> WHAT IS EXPECTED: Repeat each entry. Keep every line exactly as it is.

── DATA IN THIS EXERCISE

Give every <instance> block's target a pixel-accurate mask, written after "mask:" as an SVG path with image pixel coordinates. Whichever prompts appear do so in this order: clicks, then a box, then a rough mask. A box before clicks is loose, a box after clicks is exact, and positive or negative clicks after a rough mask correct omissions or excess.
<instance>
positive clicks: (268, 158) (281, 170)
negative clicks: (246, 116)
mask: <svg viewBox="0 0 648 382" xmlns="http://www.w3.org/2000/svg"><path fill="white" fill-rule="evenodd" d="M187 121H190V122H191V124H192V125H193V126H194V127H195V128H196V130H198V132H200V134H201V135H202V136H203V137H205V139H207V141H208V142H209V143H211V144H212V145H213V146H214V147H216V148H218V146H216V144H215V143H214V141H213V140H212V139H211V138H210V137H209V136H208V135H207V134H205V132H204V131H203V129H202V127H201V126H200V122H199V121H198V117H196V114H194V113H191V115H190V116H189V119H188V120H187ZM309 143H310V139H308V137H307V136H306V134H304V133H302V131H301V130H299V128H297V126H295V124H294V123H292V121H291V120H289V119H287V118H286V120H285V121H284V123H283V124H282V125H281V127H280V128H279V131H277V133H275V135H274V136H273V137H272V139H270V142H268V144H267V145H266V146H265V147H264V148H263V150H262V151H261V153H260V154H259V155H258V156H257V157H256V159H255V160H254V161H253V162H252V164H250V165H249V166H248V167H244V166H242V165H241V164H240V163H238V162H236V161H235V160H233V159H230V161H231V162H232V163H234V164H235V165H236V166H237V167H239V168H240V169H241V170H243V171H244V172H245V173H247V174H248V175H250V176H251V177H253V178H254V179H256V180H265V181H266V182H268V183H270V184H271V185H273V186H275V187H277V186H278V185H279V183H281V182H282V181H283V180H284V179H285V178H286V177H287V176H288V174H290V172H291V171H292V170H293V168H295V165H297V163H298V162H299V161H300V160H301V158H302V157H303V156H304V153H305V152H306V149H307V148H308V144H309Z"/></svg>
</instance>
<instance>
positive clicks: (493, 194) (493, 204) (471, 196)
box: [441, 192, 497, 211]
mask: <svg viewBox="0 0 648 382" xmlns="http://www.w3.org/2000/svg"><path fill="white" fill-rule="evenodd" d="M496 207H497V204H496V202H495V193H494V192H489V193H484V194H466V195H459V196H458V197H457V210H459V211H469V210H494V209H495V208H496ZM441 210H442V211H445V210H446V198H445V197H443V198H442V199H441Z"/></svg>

────

> ANSWER BOX:
Give every <instance> block's target a pixel-accurate mask, written after "mask:" as an SVG path with image pixel coordinates. Whichever prompts appear do so in this order: clicks, then a box, then a rough mask. A box before clicks is loose, a box after clicks is exact, and positive or negative clicks after a rough mask correct omissions or excess.
<instance>
positive clicks: (268, 158) (281, 170)
negative clicks: (246, 116)
mask: <svg viewBox="0 0 648 382" xmlns="http://www.w3.org/2000/svg"><path fill="white" fill-rule="evenodd" d="M187 121H190V122H191V124H192V125H193V126H194V127H195V128H196V130H198V132H200V134H201V135H202V136H203V137H205V139H207V141H208V142H209V143H211V144H212V145H213V146H214V147H216V148H218V146H216V144H215V143H214V141H213V140H212V139H211V138H210V137H209V136H208V135H207V134H205V132H204V131H203V129H202V127H201V126H200V122H199V121H198V117H196V114H194V113H191V115H190V116H189V119H188V120H187ZM309 143H310V139H308V137H307V136H306V134H304V133H302V131H301V130H299V128H297V126H295V124H294V123H292V121H291V120H289V119H287V118H286V120H285V121H284V123H283V124H282V125H281V127H280V128H279V131H277V133H275V135H274V136H273V137H272V139H270V142H268V144H267V145H266V146H265V147H264V148H263V150H262V151H261V153H260V154H259V155H258V156H257V157H256V159H255V160H254V161H253V162H252V164H250V165H249V166H248V167H244V166H242V165H241V164H240V163H238V162H236V161H235V160H233V159H230V161H231V162H232V163H234V164H235V165H236V166H237V167H239V168H240V169H241V170H243V171H244V172H245V173H247V174H248V175H250V176H251V177H253V178H254V179H256V180H265V181H266V182H268V183H270V184H271V185H273V186H275V187H277V186H278V185H279V183H281V182H282V181H283V180H284V179H285V178H286V177H287V176H288V174H290V172H291V171H292V170H293V168H295V165H297V163H298V162H299V161H300V160H301V158H302V157H303V156H304V153H305V152H306V149H307V148H308V144H309Z"/></svg>
</instance>
<instance>
positive clicks: (493, 194) (493, 204) (471, 196)
box: [441, 192, 497, 211]
mask: <svg viewBox="0 0 648 382" xmlns="http://www.w3.org/2000/svg"><path fill="white" fill-rule="evenodd" d="M496 207H497V204H496V202H495V193H494V192H489V193H484V194H466V195H459V196H458V197H457V210H459V211H469V210H494V209H495V208H496ZM441 210H442V211H445V210H446V198H445V197H443V198H442V199H441Z"/></svg>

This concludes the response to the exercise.